# TASK BRIEF:
Select every line of the data below that contains the word "shorts", and copy those lines in their original order.

[Stored data entries]
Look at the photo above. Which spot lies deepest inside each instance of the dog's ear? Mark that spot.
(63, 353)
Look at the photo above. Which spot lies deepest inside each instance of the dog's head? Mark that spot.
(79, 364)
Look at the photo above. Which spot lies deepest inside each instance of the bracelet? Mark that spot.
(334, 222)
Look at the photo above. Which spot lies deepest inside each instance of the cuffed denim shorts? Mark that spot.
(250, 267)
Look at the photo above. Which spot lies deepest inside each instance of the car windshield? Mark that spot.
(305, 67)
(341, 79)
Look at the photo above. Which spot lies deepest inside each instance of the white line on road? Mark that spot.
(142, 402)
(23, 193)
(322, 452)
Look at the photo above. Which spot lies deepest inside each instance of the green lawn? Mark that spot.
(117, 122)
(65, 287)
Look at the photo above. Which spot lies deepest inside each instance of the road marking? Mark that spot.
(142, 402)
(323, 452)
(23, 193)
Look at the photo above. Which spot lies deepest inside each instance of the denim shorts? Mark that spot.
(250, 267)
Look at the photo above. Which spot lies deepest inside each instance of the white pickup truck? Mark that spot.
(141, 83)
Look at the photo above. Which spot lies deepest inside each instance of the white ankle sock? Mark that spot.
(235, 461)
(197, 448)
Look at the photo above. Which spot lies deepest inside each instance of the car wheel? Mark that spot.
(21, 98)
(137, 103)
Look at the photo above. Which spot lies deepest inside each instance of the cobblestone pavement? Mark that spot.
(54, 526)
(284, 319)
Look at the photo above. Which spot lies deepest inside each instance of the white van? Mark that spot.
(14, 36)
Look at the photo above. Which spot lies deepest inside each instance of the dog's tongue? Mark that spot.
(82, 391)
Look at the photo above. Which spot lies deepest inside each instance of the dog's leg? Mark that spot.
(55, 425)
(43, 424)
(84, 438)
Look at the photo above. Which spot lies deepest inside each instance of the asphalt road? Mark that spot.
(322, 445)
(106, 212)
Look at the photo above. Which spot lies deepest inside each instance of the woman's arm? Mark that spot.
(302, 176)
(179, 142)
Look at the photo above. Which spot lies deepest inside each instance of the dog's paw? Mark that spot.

...

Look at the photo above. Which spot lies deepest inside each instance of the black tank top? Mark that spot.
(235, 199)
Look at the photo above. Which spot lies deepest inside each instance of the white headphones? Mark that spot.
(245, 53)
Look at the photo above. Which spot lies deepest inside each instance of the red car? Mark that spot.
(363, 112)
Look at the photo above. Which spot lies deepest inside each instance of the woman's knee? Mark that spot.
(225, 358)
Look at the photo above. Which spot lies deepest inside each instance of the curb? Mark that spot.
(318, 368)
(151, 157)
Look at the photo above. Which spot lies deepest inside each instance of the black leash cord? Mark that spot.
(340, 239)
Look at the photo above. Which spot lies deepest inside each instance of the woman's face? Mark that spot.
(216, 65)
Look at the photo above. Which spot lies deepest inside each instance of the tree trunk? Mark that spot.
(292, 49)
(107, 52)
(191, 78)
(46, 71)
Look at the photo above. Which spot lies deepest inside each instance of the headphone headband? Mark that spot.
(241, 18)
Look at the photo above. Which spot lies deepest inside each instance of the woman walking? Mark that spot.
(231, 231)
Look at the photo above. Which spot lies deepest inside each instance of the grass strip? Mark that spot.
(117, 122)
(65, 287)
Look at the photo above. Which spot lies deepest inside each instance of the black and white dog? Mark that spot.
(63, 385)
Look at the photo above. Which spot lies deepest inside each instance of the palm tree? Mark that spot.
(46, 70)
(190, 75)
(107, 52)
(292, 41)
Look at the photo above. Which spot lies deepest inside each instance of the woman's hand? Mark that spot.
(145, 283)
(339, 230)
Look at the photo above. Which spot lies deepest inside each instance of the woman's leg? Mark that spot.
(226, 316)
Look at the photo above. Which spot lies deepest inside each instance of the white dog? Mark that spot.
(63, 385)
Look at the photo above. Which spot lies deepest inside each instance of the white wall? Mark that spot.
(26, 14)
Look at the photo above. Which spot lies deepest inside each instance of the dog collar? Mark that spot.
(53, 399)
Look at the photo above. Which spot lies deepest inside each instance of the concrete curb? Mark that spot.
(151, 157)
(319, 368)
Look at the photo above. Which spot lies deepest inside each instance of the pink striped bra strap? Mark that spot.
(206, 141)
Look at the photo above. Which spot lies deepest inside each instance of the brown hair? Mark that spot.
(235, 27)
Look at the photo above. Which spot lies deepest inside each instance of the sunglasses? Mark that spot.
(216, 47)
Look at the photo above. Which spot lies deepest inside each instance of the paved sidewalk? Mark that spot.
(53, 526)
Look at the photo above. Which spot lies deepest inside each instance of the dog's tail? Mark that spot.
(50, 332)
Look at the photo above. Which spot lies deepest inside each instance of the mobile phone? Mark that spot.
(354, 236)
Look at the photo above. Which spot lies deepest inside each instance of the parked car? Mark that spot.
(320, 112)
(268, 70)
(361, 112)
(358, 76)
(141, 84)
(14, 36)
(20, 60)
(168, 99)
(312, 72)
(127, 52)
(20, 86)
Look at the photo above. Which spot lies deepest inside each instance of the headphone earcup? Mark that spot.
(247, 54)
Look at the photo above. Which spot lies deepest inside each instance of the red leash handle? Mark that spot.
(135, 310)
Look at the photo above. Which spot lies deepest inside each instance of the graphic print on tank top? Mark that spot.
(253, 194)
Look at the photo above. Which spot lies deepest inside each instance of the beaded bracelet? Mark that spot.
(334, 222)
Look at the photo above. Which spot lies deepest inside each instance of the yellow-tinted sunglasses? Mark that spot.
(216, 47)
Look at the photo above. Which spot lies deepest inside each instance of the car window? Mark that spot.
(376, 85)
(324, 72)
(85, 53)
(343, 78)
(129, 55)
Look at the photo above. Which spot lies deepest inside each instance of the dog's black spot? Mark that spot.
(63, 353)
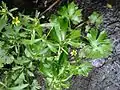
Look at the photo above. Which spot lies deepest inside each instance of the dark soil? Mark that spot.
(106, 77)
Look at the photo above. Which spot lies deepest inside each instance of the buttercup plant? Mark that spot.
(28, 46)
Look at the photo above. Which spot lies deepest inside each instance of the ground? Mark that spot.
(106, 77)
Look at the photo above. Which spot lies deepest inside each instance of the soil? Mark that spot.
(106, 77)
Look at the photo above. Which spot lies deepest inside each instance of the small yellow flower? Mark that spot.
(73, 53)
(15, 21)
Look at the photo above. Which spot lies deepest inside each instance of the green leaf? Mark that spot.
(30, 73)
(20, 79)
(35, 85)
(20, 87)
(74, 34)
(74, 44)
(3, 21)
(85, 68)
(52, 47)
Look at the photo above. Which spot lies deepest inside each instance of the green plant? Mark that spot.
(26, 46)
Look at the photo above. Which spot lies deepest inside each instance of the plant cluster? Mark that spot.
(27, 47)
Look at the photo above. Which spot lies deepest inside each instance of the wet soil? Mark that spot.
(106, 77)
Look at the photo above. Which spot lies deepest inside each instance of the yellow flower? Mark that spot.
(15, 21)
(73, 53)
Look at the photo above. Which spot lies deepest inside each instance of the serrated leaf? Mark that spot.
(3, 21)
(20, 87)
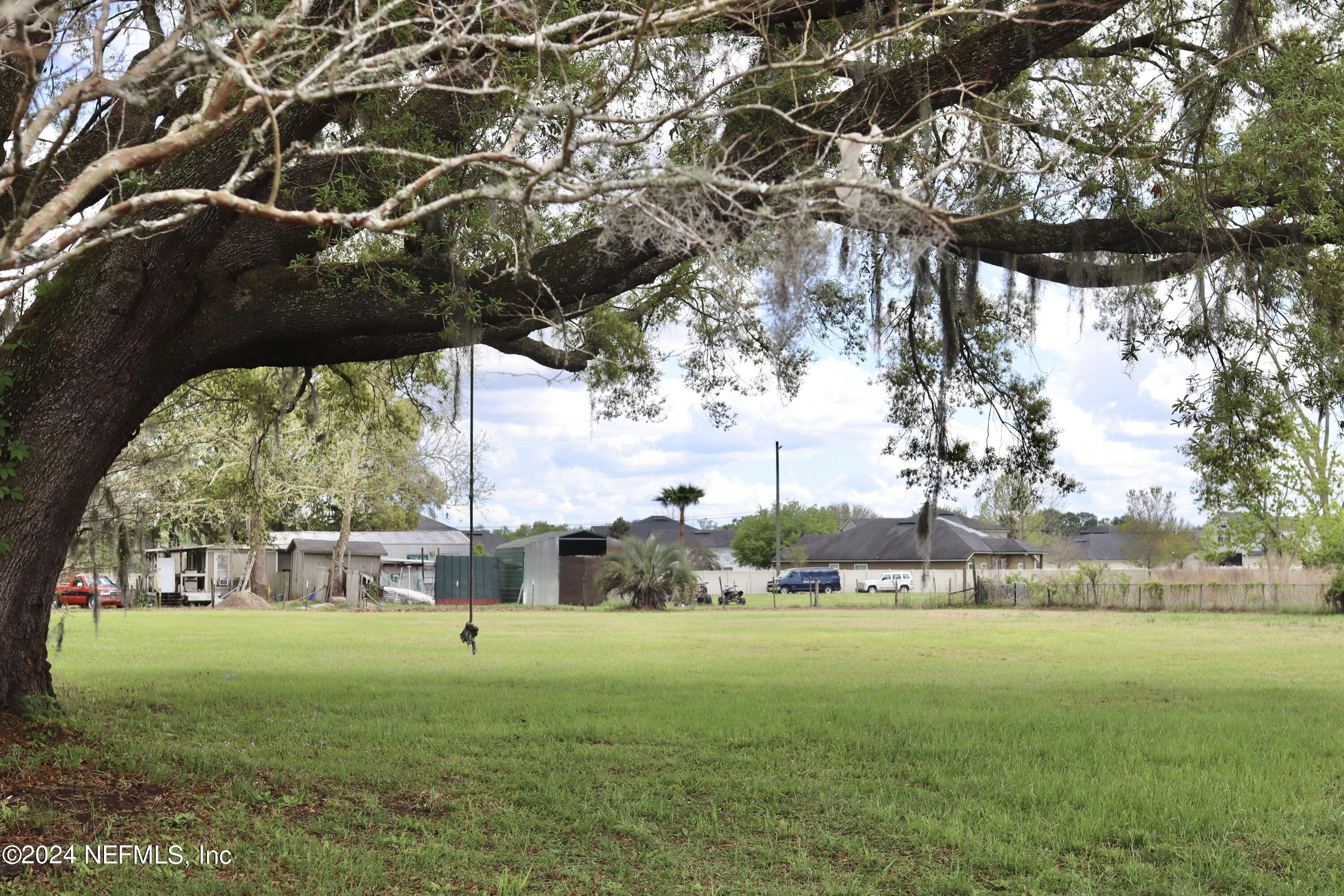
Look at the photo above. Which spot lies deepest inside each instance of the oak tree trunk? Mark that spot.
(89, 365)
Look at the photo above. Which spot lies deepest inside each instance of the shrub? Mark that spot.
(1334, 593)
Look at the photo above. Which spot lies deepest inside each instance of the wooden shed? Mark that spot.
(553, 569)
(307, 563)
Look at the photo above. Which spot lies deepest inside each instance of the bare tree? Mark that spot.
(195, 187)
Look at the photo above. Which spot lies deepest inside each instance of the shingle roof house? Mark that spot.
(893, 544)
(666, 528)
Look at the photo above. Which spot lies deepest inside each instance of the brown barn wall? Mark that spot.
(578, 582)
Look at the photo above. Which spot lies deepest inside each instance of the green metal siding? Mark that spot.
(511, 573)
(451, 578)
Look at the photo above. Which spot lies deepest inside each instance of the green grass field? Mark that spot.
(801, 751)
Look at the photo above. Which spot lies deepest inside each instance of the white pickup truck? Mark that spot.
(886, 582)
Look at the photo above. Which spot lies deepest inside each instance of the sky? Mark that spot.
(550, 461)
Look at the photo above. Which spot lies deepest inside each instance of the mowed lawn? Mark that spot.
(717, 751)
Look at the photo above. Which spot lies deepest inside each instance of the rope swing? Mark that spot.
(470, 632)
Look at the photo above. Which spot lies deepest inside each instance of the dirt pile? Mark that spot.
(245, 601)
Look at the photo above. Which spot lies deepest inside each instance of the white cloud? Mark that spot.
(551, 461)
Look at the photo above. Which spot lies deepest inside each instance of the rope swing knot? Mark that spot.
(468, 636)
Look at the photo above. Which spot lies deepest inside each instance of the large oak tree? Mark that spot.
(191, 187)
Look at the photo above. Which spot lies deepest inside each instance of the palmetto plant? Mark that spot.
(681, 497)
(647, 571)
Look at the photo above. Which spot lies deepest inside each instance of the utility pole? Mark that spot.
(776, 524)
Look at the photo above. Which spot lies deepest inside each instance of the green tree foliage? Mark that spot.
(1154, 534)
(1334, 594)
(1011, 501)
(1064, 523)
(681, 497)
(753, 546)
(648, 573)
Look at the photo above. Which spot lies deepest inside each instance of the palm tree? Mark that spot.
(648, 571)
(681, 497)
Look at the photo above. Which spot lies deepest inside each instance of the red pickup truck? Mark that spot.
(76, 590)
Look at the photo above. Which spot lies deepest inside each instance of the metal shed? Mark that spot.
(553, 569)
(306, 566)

# TASK SOLUTION:
Look at the photo above. Which spot lies deepest inside each instance of the cuffed denim shorts? Mark that spot.
Look at the photo above. Which spot lies deepest inside each instance of the denim shorts? Mark that spot.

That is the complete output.